*SOURCE*
• • • •
For those of you that keep track of capitalized costs in your model, we capitalized 38 million of G&A and 12 million of interest expense during the second quarter and we expect those items to run at about this level in the third and fourth quarters of this year.
That ends my prepared remarks. We'll open up the call to your questions at this point.
Operator
Thank you. At this time we will begin our question-and-answer session using our polling feature. If you after question or a comment you may press star 1 on your telephone touch pad, and should you need to cancel you may press star 2. If you are using speaker equipment, you may need to pick up your handset prior to pressing star 1. Once again, if you have a question or comment, please press star 1 and star 2 should you need to can sell. One moment while the questions register.
Our first question comes from Mark Meyer from Simmons.
Good morning, this is Brian in for Mark. I wondered if you could go through the numbers on the head count, what the Ocean integration again. Missed a couple of those. Hello?
- Vice President of Communications and Investor Relations
Mark, we couldn't hear the question. Could you repeat it, please?
This is Ryan in for Mark. Wondered if you could go through the Ocean integration numbers on head count again. I missed a couple of those. Hello?
- Vice President of Communications and Investor Relations
Are you on a speakerphone?
I've picked up.
- Vice President of Communications and Investor Relations
Okay. And you've asked for ocean integration -- I'm sorry, you were cutting out.
Okay. Looking for Ocean integration numbers as you related them on the head count.
- Vice President of Communications and Investor Relations
Yeah. Apparently we've got a problem with the connection. Let's just move to the next question. We'll try to attempt to answer your question later. I'm sorry.
Operator
Thank you and our next question comes from Phil Pace from Credit Suisse First Boston.
Hey, Vince, can you hear me?
- Vice President of Communications and Investor Relations
We can hear you great, Phil.
I was just curious, you went over the horizontal work in the Barnett pretty quickly. How many wells were on line and how are they performing, and how many of those represent data points outside of the core area, and what does that tell you in terms of proofing up some of the acreage out of the core area?
Phil, this is Brad Foster. We currently have 22 billions on line, of which they're making 34 million, which I think Jim told you. Of those, 18, well, 17 of those are in the core. We have six outside the core. Five of those wells are making about 6 to 7 million a day, and then we have one well down in Johnson County that's been restrict due to flow line conditions. So, I mean, right now, it's early, but we're encouraged by what we're getting outside the core, and it's just going to take us a little bit more time. Right now, we have 29 wells that we've drilled so far, and we have 14 wells that are in various stages of hook-up and five of those wells are outside the core, so hopefully next quarter we will have better information for you and a little bit more history to give you and let you know where we're at.
• • • •
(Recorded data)
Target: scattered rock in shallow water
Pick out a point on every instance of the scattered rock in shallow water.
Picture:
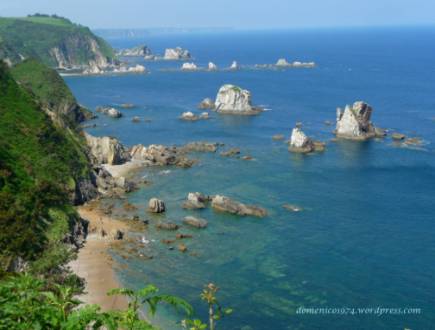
(225, 204)
(415, 141)
(200, 147)
(207, 103)
(231, 152)
(301, 143)
(278, 137)
(292, 207)
(195, 201)
(167, 226)
(398, 136)
(195, 222)
(354, 122)
(156, 205)
(182, 248)
(183, 236)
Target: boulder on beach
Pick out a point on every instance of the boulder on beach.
(354, 122)
(167, 226)
(106, 150)
(232, 99)
(111, 112)
(156, 205)
(195, 222)
(225, 204)
(177, 53)
(207, 103)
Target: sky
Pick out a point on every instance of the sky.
(241, 14)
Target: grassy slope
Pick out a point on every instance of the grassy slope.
(37, 165)
(35, 36)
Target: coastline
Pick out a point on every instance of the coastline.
(94, 263)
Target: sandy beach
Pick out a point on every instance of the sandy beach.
(94, 263)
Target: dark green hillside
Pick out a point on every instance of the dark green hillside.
(39, 168)
(51, 91)
(56, 41)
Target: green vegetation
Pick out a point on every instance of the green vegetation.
(30, 303)
(50, 90)
(41, 36)
(37, 165)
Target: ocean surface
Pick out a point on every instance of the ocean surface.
(365, 237)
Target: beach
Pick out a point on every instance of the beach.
(94, 263)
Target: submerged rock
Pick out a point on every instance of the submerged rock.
(231, 152)
(195, 201)
(354, 122)
(225, 204)
(398, 136)
(177, 53)
(232, 99)
(195, 222)
(156, 205)
(207, 103)
(167, 226)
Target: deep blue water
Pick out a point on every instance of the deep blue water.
(366, 235)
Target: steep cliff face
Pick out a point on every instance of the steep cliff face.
(55, 41)
(53, 95)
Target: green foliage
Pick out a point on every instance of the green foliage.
(35, 36)
(38, 162)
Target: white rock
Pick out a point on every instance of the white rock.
(176, 54)
(234, 66)
(212, 66)
(354, 122)
(189, 67)
(233, 99)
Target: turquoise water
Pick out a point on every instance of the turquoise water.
(365, 237)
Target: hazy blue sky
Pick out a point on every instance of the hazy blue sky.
(230, 13)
• • • •
*TASKS TO COMPLETE*
1. Print the rows word for word, starting at the line that contains "Target: hazy blue sky" and ending at the final line of the rows.
2. Continue the earnings call transcript from where it stops.

*RESULTS*
1.
Target: hazy blue sky
Pick out a point on every instance of the hazy blue sky.
(230, 13)

2.
Thanks, Brad.
Operator
Thank you and our next question comes from Ellen Hannan with Bear Stearns.
Good morning. I wondered if you could give us a breakdown for this quarter where your international oil production by area.
- Vice President, General Manager - International Division
This is Earl Reynolds in Houston. Currently, we're practicing around 35 to 40,000 barrels a day in Zafiro as Equatorial Guinea. Producing around 5,000 barrels a day,I'm giving you net interest, in Egypt. We're producing about, just under 5,000 barrels a day in Coted'izoire west Africa. Then we're producing just around 5,000 barrels a day in Russia. Then the last point would be in [Gabon], where we're producing just around 5,000 barrels a day in [Gabon]. As you know, we are a carried interest in Azerbaijan, about 5,000 barrels a day in the ACG project.
If memory holds correct, I think that the Ocean's production in Egypt was running around 9,000 barrels a day. Has something change there?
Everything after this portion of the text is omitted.